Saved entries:

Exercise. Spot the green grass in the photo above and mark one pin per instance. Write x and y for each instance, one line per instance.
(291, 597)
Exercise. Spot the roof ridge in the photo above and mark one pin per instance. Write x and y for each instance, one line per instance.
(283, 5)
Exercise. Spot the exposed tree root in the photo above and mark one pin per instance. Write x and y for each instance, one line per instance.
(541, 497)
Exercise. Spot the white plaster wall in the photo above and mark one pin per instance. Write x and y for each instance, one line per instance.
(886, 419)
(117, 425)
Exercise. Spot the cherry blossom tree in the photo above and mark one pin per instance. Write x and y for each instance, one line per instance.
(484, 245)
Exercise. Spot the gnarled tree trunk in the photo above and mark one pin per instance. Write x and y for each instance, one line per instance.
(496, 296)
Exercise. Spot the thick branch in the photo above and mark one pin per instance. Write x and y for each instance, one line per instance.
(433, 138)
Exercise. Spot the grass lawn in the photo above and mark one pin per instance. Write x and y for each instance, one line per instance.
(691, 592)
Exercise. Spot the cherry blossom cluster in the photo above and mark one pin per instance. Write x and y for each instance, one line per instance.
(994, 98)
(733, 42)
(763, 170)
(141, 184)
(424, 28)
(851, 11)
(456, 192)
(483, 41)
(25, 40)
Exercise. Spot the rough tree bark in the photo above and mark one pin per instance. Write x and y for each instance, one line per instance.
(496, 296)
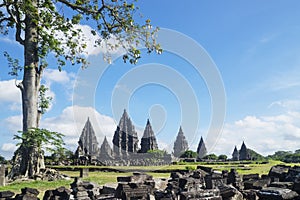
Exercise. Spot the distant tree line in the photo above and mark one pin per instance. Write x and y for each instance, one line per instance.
(286, 156)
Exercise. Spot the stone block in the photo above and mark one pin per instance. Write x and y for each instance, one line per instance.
(273, 193)
(250, 194)
(84, 172)
(250, 176)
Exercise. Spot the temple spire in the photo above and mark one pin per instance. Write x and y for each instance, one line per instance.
(180, 144)
(201, 150)
(148, 141)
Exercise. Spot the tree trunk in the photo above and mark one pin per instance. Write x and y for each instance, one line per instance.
(28, 160)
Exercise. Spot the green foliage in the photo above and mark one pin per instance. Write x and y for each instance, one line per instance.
(211, 157)
(189, 154)
(255, 156)
(157, 153)
(62, 154)
(51, 141)
(58, 32)
(13, 64)
(2, 159)
(190, 167)
(280, 155)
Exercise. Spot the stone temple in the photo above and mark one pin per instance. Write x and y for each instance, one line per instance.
(126, 149)
(180, 144)
(148, 141)
(88, 144)
(201, 150)
(125, 139)
(242, 154)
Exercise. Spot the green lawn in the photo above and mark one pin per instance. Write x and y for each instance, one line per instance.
(102, 178)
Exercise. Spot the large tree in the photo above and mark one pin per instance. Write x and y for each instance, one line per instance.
(53, 26)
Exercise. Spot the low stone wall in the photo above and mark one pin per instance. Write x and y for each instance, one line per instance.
(281, 183)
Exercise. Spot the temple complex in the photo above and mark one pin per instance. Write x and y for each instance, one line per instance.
(148, 141)
(125, 139)
(180, 144)
(235, 154)
(88, 144)
(242, 154)
(105, 151)
(201, 150)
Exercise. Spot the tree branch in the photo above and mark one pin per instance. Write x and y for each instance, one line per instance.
(82, 9)
(18, 25)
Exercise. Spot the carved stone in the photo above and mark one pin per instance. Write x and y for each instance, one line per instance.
(106, 152)
(244, 153)
(125, 139)
(180, 144)
(201, 150)
(235, 154)
(148, 141)
(88, 141)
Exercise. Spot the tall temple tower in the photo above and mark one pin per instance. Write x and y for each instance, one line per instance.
(201, 150)
(244, 153)
(125, 139)
(180, 144)
(106, 152)
(88, 140)
(235, 154)
(148, 141)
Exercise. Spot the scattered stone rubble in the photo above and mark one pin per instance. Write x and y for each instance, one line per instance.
(282, 183)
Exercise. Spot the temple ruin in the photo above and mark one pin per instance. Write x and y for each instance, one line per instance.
(180, 144)
(201, 150)
(242, 154)
(148, 141)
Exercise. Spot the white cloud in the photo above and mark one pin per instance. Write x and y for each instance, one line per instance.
(287, 104)
(265, 134)
(9, 147)
(71, 122)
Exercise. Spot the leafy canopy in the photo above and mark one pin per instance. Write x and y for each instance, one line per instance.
(41, 138)
(58, 28)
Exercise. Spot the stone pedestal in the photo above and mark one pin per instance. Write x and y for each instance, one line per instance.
(2, 175)
(84, 172)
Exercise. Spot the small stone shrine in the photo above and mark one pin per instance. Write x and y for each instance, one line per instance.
(201, 150)
(148, 141)
(180, 144)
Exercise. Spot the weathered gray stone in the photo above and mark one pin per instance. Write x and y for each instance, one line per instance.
(235, 154)
(229, 192)
(84, 172)
(272, 193)
(250, 176)
(106, 152)
(2, 175)
(180, 144)
(256, 184)
(201, 150)
(278, 173)
(88, 144)
(125, 139)
(244, 153)
(287, 185)
(250, 194)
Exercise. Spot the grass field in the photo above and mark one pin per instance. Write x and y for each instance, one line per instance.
(102, 178)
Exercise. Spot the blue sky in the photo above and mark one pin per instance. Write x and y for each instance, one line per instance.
(255, 46)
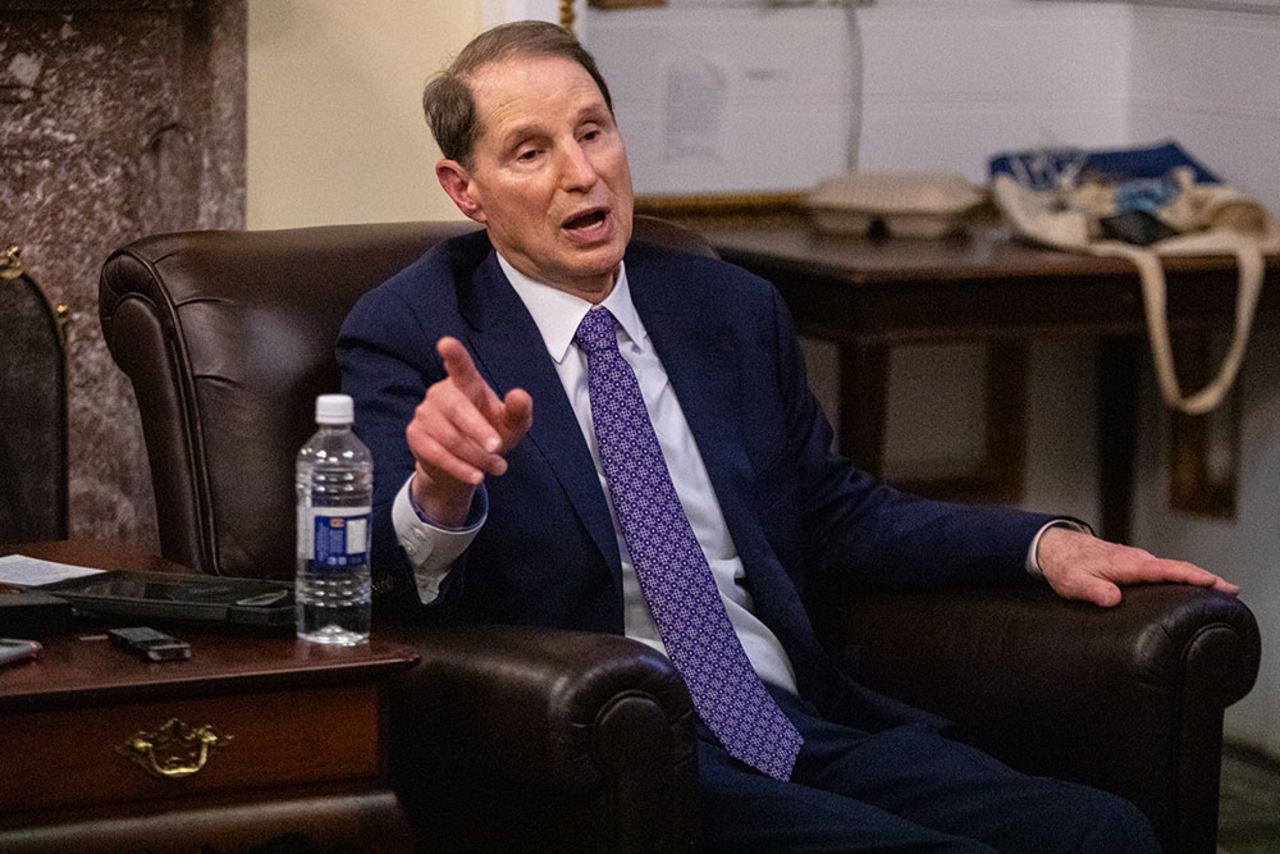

• _EXERCISE_
None of the pictures should appear; repeat the records exactly otherwise.

• _ANSWER TO THIS PROBLEM_
Exercise. Spot the green grass in the photo above and mark one pin per instance. Write x and y for each instance, one line per instance.
(291, 597)
Exercise. Spot the roof ridge in the photo above and mark one pin per instance. Write x and y for each instance, one line per instance.
(283, 5)
Exercise. Spot the exposed tree root in the photo above and mark one pin per instance. Write x and y for each instance, one line per instance.
(541, 497)
Exercise. Spot the white plaster wall in the photo above and mark one pin per instance. Write x and y for each instance, one line per instance.
(886, 419)
(117, 425)
Exercise. Spot the cherry blossom tree in the photo above and mark one pin per instance. Write x and y for each instance, one line per instance.
(484, 245)
Exercise. Spot the gnarled tree trunk in the photo above and mark one pin per instance. Write x and y for each instance, one line per instance.
(496, 296)
Exercise. Spot the thick branch in the photo above and mark one pin per instance. Write x and y for each instance, one line per instance.
(433, 138)
Exercise. Spot the grass lawn in the photo above and mark one pin per instance. Write x and y for each instance, one line per instance.
(691, 592)
Exercise. Spot the cherry blossom cluster in the photo above and mark one pin per instance. Write x and y for each instance, one line per instance.
(994, 98)
(733, 42)
(763, 170)
(141, 184)
(424, 28)
(851, 11)
(456, 192)
(483, 41)
(25, 40)
Exercise. Spot the rough tree bark in the photo above and mark one pin per instance. Write x and y for each instance, one line per instance.
(496, 296)
Exercise. Spot the distant tree line in the photo above and mark one pin per instance. Write x and y for each instance, one line per instance.
(286, 156)
Exercise. Spot the stone block in the photo above and mark one pin per instance. Write x and y for each instance, one line per instance.
(273, 193)
(250, 194)
(84, 172)
(250, 176)
Exercise. Spot the temple spire in the photo above and mark one pin per instance. Write x and y for each instance, one line per instance.
(180, 144)
(201, 150)
(148, 141)
Exercise. Spot the tree trunk in the photo above and mark one pin per instance. Write x and y for each instance, one line per instance.
(28, 160)
Exercise. Spot the green foliage in the photo above and mark one pin per instance. Write x and y for each instance, one line per instance.
(211, 157)
(189, 154)
(255, 156)
(157, 153)
(62, 154)
(51, 141)
(58, 32)
(13, 64)
(2, 159)
(190, 167)
(280, 155)
Exercise. Spot the stone temple in the photo above and mark one pin per instance. Write x and y for each instance, one line per instance.
(126, 149)
(180, 144)
(148, 141)
(88, 144)
(201, 150)
(125, 139)
(242, 154)
Exercise. Spot the green lawn in the photo above and mark one pin per instance. Write x and y for each instance, one line per instance.
(102, 178)
Exercise. Spot the large tree in the photo above and mark one pin per instance. Write x and y for each instance, one line per instance.
(53, 26)
Exercise. Spot the low stone wall in the photo above and mark one pin per instance. Write x and y for each instance, one line per instance.
(281, 183)
Exercise. Spot the temple complex in the photo above and mark one pin per instance. Write x and y for each instance, one line per instance.
(148, 141)
(125, 139)
(180, 144)
(235, 154)
(88, 144)
(242, 154)
(105, 151)
(201, 150)
Exercise. Spot the tree branch in the photo above and mark one pin per instance. Write x and y for each instance, one line per instance.
(82, 9)
(18, 25)
Exercise. Spot the carved stone in the photo above and mark one pin per instance. Write x and y for each instance, one line per instance.
(106, 152)
(244, 153)
(125, 139)
(180, 144)
(201, 150)
(235, 154)
(148, 141)
(88, 141)
Exercise. Spot the tall temple tower in the photo above and mark one pin per instance. Write x and y for each instance, one line per instance.
(201, 150)
(244, 153)
(125, 139)
(180, 144)
(106, 152)
(88, 140)
(235, 154)
(148, 141)
Exercise. Spot the scattered stone rubble in the photo above and mark one pin per instance. Write x and y for each instance, one line per instance.
(282, 183)
Exercise. Spot the temple ruin in the photo above and mark one pin per instance. Write x and y for each instance, one line per instance.
(180, 144)
(201, 150)
(242, 154)
(148, 141)
Exercise. Spot the white cloud in the photo above and mark one pin per instance. Write x and y for each instance, one line per instance.
(287, 104)
(265, 134)
(9, 147)
(71, 122)
Exercise. Spot the leafy canopy in the photo above and mark one pin per instance. Write x and y for each instance, one line per instance.
(41, 138)
(58, 28)
Exercise. Spot the stone pedestal in the photo above and mark one pin per instance. Write x and y for each instance, one line per instance.
(2, 175)
(84, 172)
Exercise. Spot the small stone shrine in the photo above and mark one pin per instance. Write x and y for each instance, one line per instance.
(201, 150)
(148, 141)
(180, 144)
Exercise. Spot the weathered gray stone in the photo above and mark one pin per instance. Write x and y for each instance, one line per instance.
(235, 154)
(229, 192)
(84, 172)
(272, 193)
(250, 176)
(106, 152)
(2, 175)
(180, 144)
(256, 184)
(201, 150)
(278, 173)
(88, 144)
(125, 139)
(244, 153)
(287, 185)
(250, 194)
Exercise. Spot the grass field in the photo above and mark one pin per instance. Write x and y for each instance, one line per instance.
(102, 178)
Exercise. Spot the blue sky in the photo above and mark one pin per instance. Write x and y for each instance, one line per instance.
(255, 46)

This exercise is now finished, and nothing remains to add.